▶ **The input**
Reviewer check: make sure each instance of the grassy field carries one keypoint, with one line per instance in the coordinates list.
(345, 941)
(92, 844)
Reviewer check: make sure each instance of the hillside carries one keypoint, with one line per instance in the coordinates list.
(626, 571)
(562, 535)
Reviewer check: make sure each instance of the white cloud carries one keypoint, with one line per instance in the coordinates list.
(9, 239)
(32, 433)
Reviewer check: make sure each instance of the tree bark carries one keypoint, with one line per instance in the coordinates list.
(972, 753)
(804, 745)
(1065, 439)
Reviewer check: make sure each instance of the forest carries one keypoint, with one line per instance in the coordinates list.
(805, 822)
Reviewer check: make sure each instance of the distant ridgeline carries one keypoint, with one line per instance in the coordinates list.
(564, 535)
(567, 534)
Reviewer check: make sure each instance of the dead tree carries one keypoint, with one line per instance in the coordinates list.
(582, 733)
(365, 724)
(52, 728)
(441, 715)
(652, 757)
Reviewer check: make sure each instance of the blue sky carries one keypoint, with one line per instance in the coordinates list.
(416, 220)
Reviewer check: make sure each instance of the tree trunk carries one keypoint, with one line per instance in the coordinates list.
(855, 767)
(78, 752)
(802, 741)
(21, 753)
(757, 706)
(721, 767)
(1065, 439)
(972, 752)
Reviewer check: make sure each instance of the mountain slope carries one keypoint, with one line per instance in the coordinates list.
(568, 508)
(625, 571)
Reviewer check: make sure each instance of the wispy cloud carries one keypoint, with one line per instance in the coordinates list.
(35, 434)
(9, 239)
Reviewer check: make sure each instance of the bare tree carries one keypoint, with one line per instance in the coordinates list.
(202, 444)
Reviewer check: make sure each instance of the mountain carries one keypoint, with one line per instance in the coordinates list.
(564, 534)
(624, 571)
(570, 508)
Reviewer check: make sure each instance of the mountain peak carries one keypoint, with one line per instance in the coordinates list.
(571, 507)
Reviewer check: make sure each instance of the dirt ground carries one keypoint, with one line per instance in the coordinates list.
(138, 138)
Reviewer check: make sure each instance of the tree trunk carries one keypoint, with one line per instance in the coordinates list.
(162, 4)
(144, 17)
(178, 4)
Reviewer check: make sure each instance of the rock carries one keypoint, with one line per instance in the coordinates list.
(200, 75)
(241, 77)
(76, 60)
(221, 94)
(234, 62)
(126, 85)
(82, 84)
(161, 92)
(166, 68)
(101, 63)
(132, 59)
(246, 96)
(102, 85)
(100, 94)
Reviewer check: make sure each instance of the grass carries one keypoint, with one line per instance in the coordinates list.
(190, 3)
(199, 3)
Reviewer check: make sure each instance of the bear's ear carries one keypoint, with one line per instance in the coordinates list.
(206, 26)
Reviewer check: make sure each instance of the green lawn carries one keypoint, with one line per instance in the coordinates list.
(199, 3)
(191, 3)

▶ **What you need to do**
The lines above need to be restated word for word, all of them.

▶ **Exercise answer**
Reviewer check: make sure each instance of the grassy field carries one keypoint, with one line per instance in the coordinates list.
(345, 941)
(92, 844)
Reviewer check: make sure each instance of the hillside carries one keypoint, with one line per instance in the coordinates list.
(626, 571)
(562, 535)
Reviewer check: make sure each instance of the white cloud carries one keypoint, with one line per instance in the coordinates list.
(9, 239)
(32, 433)
Reviewer check: make sure each instance of the tree bark carries one keypoint, with one line per instance in the coordinates list.
(972, 753)
(804, 745)
(1065, 439)
Reviewer check: make sure each instance of the forest carries one keypoint, with one line per instance in the coordinates list.
(805, 822)
Reviewer check: make sure each instance of the distant ridgeline carries one keypoint, with one line per instance in the coordinates list.
(564, 535)
(567, 534)
Reviewer check: make sure each instance of the dead tree carries one keypoint, with one line per instance in the coordinates list.
(582, 733)
(365, 724)
(52, 728)
(441, 715)
(652, 757)
Reviewer check: make sure each instance of the blue sky carries one keypoint, with one line per instance in the coordinates list.
(416, 220)
Reviewer check: make sure each instance of the tree trunk carries one keypoint, with one line per instance in the coordinates list.
(855, 767)
(78, 752)
(802, 741)
(21, 753)
(757, 706)
(721, 767)
(1065, 439)
(972, 752)
Reviewer check: make sure each instance of the mountain slope carries one keypoint, with one line per instance in the coordinates list.
(568, 508)
(625, 571)
Reviewer check: make sure each instance of the wispy cloud carries one keypoint, with one line per instance in the coordinates list.
(35, 434)
(9, 239)
Reviewer check: make sure each instance of the bare tree carries one keypoint, with one line per instance in the coordinates list.
(202, 444)
Reviewer check: make sure each instance of the mountain carries one keypoint, with one line per instance in the coordinates list.
(564, 534)
(624, 571)
(570, 508)
Reviewer check: make sure each instance of the mountain peak carries one keypoint, with one line per instance in the coordinates list.
(571, 507)
Reviewer check: make sure each instance of the dirt ground carries one keypoint, with one line per instance in the coordinates list.
(138, 138)
Reviewer check: make sure each instance of the tree trunk carries one keypoint, with one line per instance in the coordinates list.
(162, 4)
(144, 17)
(178, 4)
Reviewer check: make sure each instance of the rock carries one keypoint, with one line per instance in the coordinates list.
(200, 75)
(241, 77)
(76, 60)
(221, 94)
(234, 62)
(126, 85)
(82, 84)
(161, 92)
(166, 68)
(101, 63)
(132, 59)
(246, 96)
(102, 85)
(100, 94)
Reviewer check: make sure each instance of the grass carries one keypoint, with one line per instance in the coordinates list.
(190, 3)
(199, 3)
Reviewer check: make sure each instance of the bear's ear carries one keypoint, with one line per instance in the coordinates list.
(206, 26)
Reviewer check: make sure each instance of the green lawn carries one keypoint, with one line per instance in the coordinates list.
(199, 3)
(191, 3)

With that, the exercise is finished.